Proposed landscape plan by Stantec.
A renewed landscape plan grows out of a simple request for better soil
Two years ago, the Downtown Reno Partnership started a conversation about improving the soil on the ReTRAC Plaza. In 2005, small trees were planted into bad soil and never took root nor grew beyond their original size. By June 2021, that conversation blossomed into a full-scale public mural and landscaping plan that will give new life to the ReTRAC lid, making it into a beautiful new public space.
“Over the next couple decades, we’ll start to see an actual tree canopy with shade and pedestrian space that’s comfortable and welcoming,” said City of Reno Urban Forester Matt Basile. “That creates a place where tourists and shoppers want to spend time, walk around and participate in our local economy.”
In partnership with Omega Landscaping, Basile’s team will be installing about 16 new trees. But not saplings like you’d see with new construction. No, Basile has sourced six-inch thick trees that are about 12 years old and almost two tons each. He said the install could take two weeks, but when completed, they will start the Locomotion project off with a nice shade canopy. Rick Clark and Omega Landscaping will then install perennial plants that will survive Reno’s harsh climate shifts year round with minimal maintenance and replanting, providing ground coverage to fill in the space between the trees.
The result will look less like the above renderings, which show all the plants in bloom at once, Basile said, but instead will bloom gradually throughout the year. The flowers and shrubs are perennials that each flower at different times throughout the growing season as opposed to annuals that flower all season long. Planting perennials means they will grow back each year, which cuts down significantly on maintenance requirements and replacement costs when compared to annuals.
During the installation process in May-June 2021, Basile and Clark’s teams will focus on replacing the bad soil with a good soil better for long-term plant health. This should keep the landscaping beautiful for decades.
“I think it’s going to have a positive effect on our downtown, almost like creating a Central Park in an area where we don’t have anything like it,” Basile said.
Basile and County Commissioner Alexis Hill, who helped start the project when she worked for the City of Reno’s Arts & Culture Commission, both said they think the Locomotion project is timed well with the launch of COVID-19 vaccines.
“We’re creating this really amazing public space that will hopefully be a jumpstart to get things going again downtown,” Basile said.

• Work to complete:
A. According to the ReTRAC Plaza article, about how many new trees will Basile's team install?
B. Copy the part of the ReTRAC Plaza article that begins at the words "Basile and County" and ends after the words "of COVID-19 vaccines.".

• Information provided:
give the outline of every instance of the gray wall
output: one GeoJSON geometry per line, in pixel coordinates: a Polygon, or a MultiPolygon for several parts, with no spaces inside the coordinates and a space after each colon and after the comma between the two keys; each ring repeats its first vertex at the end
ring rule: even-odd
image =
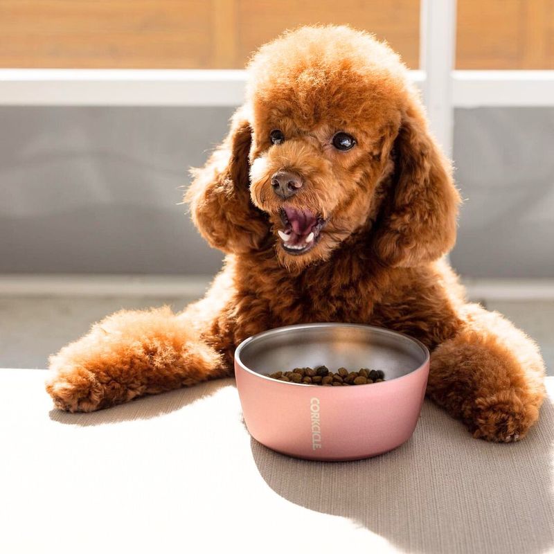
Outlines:
{"type": "MultiPolygon", "coordinates": [[[[0,272],[209,274],[179,205],[231,108],[0,107],[0,272]]],[[[554,109],[456,113],[453,265],[554,276],[554,109]]]]}

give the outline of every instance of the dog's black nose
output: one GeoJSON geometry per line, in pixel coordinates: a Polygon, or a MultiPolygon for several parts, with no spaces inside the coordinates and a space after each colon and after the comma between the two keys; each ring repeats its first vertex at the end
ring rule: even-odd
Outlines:
{"type": "Polygon", "coordinates": [[[271,186],[283,200],[289,198],[302,186],[302,177],[292,171],[278,171],[271,177],[271,186]]]}

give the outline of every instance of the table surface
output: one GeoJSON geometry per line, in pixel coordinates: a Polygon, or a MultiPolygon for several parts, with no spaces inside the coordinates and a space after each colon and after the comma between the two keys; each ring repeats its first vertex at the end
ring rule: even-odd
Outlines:
{"type": "Polygon", "coordinates": [[[513,444],[426,400],[386,454],[313,462],[251,438],[233,379],[91,414],[0,369],[0,551],[554,552],[554,377],[513,444]]]}

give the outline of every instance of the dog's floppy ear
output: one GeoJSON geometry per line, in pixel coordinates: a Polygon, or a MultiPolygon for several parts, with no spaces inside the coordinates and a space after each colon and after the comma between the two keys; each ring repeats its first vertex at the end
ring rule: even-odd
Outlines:
{"type": "Polygon", "coordinates": [[[191,170],[194,179],[185,194],[200,234],[226,253],[259,248],[269,232],[267,216],[250,201],[251,132],[249,110],[243,106],[204,166],[191,170]]]}
{"type": "Polygon", "coordinates": [[[460,202],[450,162],[429,134],[415,98],[403,114],[394,152],[395,177],[373,249],[386,265],[415,266],[440,258],[454,246],[460,202]]]}

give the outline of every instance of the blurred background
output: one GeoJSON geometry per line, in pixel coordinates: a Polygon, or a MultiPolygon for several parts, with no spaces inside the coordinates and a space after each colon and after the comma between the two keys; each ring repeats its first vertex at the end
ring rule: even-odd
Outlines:
{"type": "Polygon", "coordinates": [[[179,204],[249,55],[301,24],[398,51],[465,199],[454,268],[554,367],[554,0],[0,0],[0,367],[221,265],[179,204]]]}

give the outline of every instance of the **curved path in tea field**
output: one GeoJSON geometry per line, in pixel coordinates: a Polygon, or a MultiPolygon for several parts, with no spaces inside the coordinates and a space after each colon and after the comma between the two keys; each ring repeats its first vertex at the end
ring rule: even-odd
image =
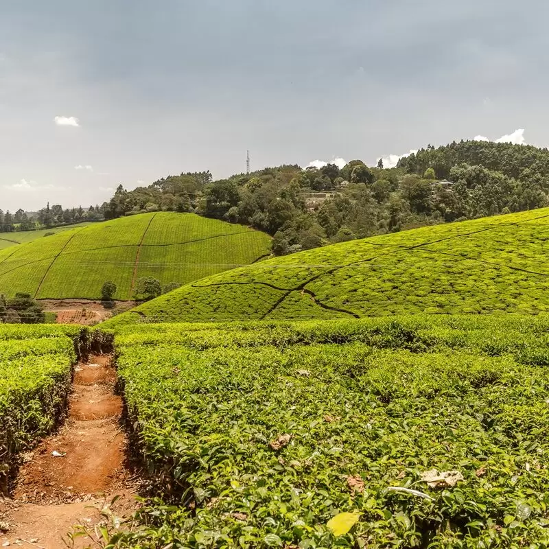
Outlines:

• List of solutions:
A. About 16 new trees.

B.
Basile and County Commissioner Alexis Hill, who helped start the project when she worked for the City of Reno’s Arts & Culture Commission, both said they think the Locomotion project is timed well with the launch of COVID-19 vaccines.